▶ _Set task_
Extract every line of the records below that contains the string "grassy", matching case exactly.

>> BEGIN Data lines

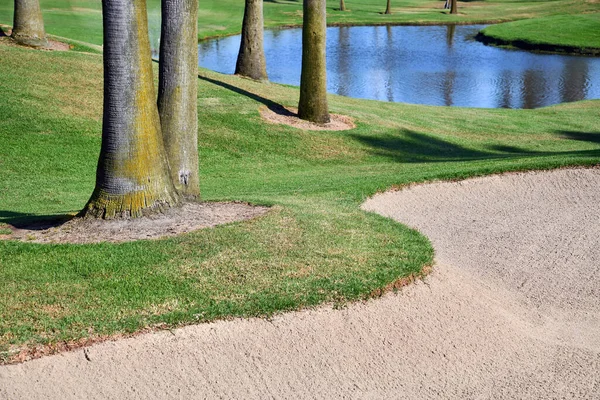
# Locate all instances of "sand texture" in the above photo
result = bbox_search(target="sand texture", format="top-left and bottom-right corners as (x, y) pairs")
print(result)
(0, 169), (600, 399)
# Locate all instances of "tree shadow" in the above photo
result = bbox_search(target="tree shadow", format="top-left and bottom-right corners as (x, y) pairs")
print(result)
(198, 75), (296, 116)
(558, 131), (600, 144)
(0, 210), (75, 231)
(349, 129), (600, 163)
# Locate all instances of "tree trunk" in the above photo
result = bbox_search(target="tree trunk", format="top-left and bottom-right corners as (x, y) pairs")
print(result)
(82, 0), (178, 219)
(298, 0), (330, 123)
(235, 0), (268, 80)
(158, 0), (200, 198)
(385, 0), (392, 14)
(12, 0), (48, 47)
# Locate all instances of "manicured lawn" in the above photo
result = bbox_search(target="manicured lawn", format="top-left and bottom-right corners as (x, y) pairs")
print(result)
(0, 0), (600, 361)
(0, 0), (600, 45)
(482, 13), (600, 54)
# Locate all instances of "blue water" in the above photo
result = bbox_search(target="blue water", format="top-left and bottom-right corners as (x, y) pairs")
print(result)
(199, 25), (600, 108)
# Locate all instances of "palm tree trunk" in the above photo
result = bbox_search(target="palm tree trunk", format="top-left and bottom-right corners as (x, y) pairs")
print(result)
(298, 0), (330, 123)
(158, 0), (200, 198)
(235, 0), (268, 80)
(11, 0), (48, 47)
(82, 0), (178, 219)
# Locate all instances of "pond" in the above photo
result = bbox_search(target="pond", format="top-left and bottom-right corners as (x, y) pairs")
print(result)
(198, 25), (600, 108)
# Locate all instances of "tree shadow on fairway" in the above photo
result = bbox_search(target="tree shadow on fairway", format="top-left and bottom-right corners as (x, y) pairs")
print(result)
(198, 75), (296, 117)
(349, 129), (600, 163)
(0, 210), (75, 231)
(558, 131), (600, 144)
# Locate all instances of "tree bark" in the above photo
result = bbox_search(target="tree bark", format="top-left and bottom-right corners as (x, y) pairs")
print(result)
(450, 0), (458, 14)
(385, 0), (392, 14)
(158, 0), (200, 198)
(235, 0), (268, 80)
(298, 0), (330, 123)
(11, 0), (48, 47)
(82, 0), (178, 219)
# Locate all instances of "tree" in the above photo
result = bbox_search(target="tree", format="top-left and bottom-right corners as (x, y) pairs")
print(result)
(298, 0), (330, 123)
(11, 0), (48, 47)
(235, 0), (267, 80)
(82, 0), (179, 219)
(450, 0), (458, 14)
(157, 0), (200, 198)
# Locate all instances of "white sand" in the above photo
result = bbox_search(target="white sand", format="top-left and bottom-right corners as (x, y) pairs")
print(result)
(0, 169), (600, 399)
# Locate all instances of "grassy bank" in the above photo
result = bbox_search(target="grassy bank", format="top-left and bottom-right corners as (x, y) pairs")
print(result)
(478, 13), (600, 55)
(0, 0), (600, 361)
(0, 0), (600, 45)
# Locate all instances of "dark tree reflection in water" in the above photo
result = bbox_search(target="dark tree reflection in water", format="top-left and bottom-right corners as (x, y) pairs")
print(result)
(199, 25), (600, 108)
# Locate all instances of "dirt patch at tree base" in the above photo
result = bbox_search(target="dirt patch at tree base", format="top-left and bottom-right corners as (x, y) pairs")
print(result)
(0, 202), (269, 244)
(259, 106), (356, 131)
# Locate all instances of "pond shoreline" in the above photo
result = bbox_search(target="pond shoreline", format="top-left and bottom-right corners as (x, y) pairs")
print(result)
(475, 31), (600, 57)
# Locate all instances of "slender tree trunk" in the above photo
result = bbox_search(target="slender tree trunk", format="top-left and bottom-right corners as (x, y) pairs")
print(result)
(82, 0), (178, 219)
(298, 0), (330, 123)
(235, 0), (267, 80)
(158, 0), (200, 198)
(385, 0), (392, 14)
(12, 0), (48, 47)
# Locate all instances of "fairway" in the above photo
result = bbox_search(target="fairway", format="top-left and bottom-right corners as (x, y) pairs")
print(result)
(0, 0), (600, 363)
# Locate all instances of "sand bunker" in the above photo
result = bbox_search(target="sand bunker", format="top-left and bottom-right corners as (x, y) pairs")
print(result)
(0, 169), (600, 399)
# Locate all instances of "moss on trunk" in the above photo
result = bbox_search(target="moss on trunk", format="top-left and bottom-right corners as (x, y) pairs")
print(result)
(82, 0), (178, 219)
(11, 0), (48, 47)
(235, 0), (268, 80)
(158, 0), (200, 198)
(298, 0), (330, 123)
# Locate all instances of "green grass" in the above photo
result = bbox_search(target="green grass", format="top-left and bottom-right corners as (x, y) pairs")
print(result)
(482, 13), (600, 54)
(0, 0), (600, 361)
(0, 0), (600, 45)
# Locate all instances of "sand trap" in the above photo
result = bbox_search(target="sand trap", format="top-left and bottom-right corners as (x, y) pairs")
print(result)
(0, 169), (600, 399)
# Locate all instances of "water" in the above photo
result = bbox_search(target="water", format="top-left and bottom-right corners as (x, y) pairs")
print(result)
(198, 25), (600, 108)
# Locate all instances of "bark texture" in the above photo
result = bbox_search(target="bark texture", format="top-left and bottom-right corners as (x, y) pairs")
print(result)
(12, 0), (48, 47)
(158, 0), (200, 198)
(82, 0), (178, 219)
(298, 0), (330, 123)
(235, 0), (268, 80)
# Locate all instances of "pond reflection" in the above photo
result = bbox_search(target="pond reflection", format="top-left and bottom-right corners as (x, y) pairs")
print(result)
(199, 25), (600, 108)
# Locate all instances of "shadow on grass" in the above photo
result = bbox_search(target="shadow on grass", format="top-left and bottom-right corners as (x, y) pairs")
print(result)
(350, 129), (600, 163)
(198, 75), (296, 117)
(0, 210), (75, 231)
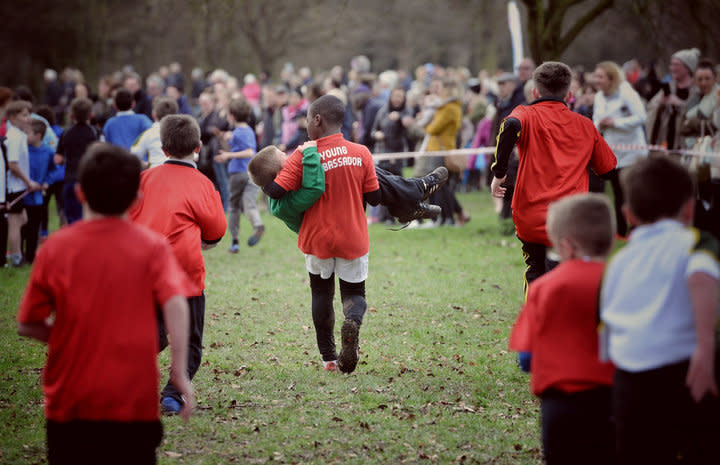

>> END Data lines

▶ _Output of the task_
# Locate all instances of "grassy bank" in the above photo
result = bbox_search(target="grassy bank", format="top-left and bottom-right corners as (x, y) pairs")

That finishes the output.